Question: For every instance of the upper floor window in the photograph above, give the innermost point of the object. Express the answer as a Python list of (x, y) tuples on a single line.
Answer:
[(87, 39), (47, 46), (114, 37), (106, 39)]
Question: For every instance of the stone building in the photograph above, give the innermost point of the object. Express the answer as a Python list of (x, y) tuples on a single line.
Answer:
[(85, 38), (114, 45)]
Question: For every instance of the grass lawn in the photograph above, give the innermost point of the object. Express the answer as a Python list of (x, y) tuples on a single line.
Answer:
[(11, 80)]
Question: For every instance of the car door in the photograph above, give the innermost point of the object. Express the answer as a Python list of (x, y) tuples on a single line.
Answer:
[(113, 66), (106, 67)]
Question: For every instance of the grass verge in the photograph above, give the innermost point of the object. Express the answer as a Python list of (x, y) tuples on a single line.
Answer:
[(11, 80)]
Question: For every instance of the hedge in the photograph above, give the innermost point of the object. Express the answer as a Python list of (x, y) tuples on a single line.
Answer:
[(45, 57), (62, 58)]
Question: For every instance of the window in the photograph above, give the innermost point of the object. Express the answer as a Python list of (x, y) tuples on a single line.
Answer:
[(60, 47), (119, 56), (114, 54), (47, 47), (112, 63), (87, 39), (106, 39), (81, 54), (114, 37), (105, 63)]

§ Objective
Write out all the items above again, switching "innermost point" to "center point" wherever it appears. Leave everything else unchanged.

§ Full solution
Question: For every instance of the upper floor window in the photograph above, give the center point of the object. Express the answer as a Python list of (x, y) tuples on a single line.
Answer:
[(87, 39), (47, 46), (114, 37), (106, 39)]
Question: For every instance of the stone building in the photograph above, give the center point of the object. Express the answer as a Python list of (x, y) tuples on a single line.
Answer:
[(85, 38), (114, 45)]
Question: For every instance of the grass lawn in the photograph above, give the center point of the object. Express the answer as a Python list of (x, y) tuples on a single line.
Answer:
[(11, 80)]
Question: For every instance of the car door in the photograph above, give the center point of the object. Express the answer as a Python list of (x, y) tuples on a single line.
Answer:
[(113, 66), (106, 67)]
Question: For every instance of the grass verge in the photograph above, give the center point of the object. Express the answer as a Python list of (x, y) tuples on a single line.
Answer:
[(11, 80)]
Question: For every instance of the hedge in the photograph above, give the center point of the object. Express the answer as a Python list of (x, y) tuples on a single line.
Answer:
[(45, 57), (62, 58)]
Question: For every instance of the window in the photograph above, give the center point of the object. Express the answer as a Python list of (x, y) tuples on a single line.
Answer:
[(60, 47), (119, 56), (114, 54), (47, 47), (112, 63), (87, 39), (106, 39), (81, 54), (114, 37), (105, 63)]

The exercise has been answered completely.